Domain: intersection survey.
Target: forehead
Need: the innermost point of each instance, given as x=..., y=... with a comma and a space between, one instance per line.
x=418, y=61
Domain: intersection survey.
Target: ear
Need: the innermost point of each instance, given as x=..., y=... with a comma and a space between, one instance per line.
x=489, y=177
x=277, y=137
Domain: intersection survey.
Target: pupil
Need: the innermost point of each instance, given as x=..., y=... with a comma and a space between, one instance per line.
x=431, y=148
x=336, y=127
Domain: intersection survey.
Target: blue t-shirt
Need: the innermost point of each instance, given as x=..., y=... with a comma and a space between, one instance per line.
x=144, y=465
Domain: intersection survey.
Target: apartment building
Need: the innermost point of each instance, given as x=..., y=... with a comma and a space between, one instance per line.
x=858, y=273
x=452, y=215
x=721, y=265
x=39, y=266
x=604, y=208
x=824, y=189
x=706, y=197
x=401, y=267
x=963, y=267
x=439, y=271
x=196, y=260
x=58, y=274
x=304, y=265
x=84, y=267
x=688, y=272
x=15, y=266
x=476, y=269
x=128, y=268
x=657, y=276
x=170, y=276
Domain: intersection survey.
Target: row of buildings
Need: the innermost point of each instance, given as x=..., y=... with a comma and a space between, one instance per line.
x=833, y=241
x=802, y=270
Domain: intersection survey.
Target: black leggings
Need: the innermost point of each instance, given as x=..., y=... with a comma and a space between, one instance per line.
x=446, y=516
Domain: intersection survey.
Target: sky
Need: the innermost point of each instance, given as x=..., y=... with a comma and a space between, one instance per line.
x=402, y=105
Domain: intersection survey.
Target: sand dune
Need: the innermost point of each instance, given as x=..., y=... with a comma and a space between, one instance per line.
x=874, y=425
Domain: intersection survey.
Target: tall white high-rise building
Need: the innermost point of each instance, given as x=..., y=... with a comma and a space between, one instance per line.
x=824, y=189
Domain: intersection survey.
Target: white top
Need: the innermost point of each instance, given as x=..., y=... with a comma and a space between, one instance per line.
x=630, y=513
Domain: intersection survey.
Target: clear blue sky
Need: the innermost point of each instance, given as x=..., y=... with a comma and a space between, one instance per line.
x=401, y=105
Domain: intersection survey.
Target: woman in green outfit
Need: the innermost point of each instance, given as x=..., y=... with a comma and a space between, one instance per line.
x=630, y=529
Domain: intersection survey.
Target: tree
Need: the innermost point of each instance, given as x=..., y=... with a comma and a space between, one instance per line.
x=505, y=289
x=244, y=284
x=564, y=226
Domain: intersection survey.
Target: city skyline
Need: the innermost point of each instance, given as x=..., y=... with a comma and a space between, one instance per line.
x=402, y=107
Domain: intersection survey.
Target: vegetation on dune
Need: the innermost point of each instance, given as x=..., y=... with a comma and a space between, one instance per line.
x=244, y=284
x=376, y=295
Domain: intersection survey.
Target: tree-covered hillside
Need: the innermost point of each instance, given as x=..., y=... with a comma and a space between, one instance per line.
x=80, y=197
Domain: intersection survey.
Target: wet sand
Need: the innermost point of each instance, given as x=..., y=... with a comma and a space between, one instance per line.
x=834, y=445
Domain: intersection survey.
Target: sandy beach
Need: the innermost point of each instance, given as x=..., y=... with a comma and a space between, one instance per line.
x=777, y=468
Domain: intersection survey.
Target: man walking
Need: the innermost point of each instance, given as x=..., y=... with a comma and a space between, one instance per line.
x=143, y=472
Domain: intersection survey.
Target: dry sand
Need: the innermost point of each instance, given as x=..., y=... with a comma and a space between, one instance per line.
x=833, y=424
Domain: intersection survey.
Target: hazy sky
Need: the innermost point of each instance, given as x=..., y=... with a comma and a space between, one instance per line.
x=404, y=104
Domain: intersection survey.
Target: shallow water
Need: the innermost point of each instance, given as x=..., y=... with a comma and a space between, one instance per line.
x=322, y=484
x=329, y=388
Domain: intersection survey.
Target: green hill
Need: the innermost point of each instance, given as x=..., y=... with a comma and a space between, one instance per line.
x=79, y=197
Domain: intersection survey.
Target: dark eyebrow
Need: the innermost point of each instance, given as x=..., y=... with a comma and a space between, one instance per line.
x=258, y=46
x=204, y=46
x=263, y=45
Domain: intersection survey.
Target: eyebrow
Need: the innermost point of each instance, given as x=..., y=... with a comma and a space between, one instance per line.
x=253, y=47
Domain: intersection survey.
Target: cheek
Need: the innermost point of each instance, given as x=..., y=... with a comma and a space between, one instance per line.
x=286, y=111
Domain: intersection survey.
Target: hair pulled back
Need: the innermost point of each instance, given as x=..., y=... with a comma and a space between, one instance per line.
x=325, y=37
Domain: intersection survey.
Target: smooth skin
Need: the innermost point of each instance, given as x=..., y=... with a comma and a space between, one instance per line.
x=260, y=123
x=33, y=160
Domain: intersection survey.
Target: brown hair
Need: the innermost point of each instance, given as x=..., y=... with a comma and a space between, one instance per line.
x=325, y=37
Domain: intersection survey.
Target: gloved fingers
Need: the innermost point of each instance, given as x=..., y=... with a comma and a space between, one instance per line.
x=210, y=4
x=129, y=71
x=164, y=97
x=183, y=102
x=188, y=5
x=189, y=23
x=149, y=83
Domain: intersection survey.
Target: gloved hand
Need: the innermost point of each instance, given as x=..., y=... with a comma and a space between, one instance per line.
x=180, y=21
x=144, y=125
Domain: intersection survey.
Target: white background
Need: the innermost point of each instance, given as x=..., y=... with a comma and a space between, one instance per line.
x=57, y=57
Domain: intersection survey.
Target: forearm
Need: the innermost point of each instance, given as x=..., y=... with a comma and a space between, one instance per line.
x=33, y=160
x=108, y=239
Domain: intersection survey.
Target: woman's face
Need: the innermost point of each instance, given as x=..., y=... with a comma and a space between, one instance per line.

★ ★ ★ ★ ★ ★ ★

#### [Task to carry out]
Starting with the first line of the entries and going on through the line with "x=402, y=105", write those lines out again with "innermost" swapped for "central" and nothing else altered.

#### [Output of the exercise]
Domain: intersection survey.
Target: forehead
Need: the central point of each instance, given as x=..., y=... with a comma and a space between, one instance per line.
x=418, y=61
Domain: intersection survey.
Target: ear
Need: the central point of each instance, given as x=..., y=... with a comma and a space between, one instance per line.
x=489, y=177
x=277, y=137
Domain: intersection survey.
Target: pupil
Need: the central point of each instance, given as x=..., y=... with a comma and a space between, one instance per line.
x=431, y=148
x=336, y=127
Domain: intersection survey.
Target: blue t-shirt
Need: the central point of each instance, given as x=..., y=... with a comma and a space between, one instance per line.
x=144, y=465
Domain: intersection survey.
Target: apartment building
Need: the central point of each instance, given as x=..., y=... with a comma and a space between, one instance per line.
x=858, y=273
x=452, y=215
x=721, y=265
x=39, y=266
x=604, y=208
x=824, y=189
x=706, y=197
x=401, y=267
x=963, y=267
x=439, y=271
x=196, y=260
x=58, y=274
x=304, y=265
x=84, y=267
x=688, y=272
x=15, y=266
x=476, y=269
x=128, y=268
x=657, y=276
x=170, y=276
Domain: intersection survey.
Target: row of buildings
Need: the central point of each instance, given as x=..., y=... with a comma and a space between, one instance per line.
x=833, y=241
x=802, y=270
Domain: intersection survey.
Target: black leggings
Need: the central point of each instance, given as x=..., y=... with a comma and a space between, one instance per line.
x=446, y=516
Domain: intersection survey.
Target: sky
Need: the central point of each instance, given as x=..., y=... with a comma and a space between, one instance per line.
x=402, y=105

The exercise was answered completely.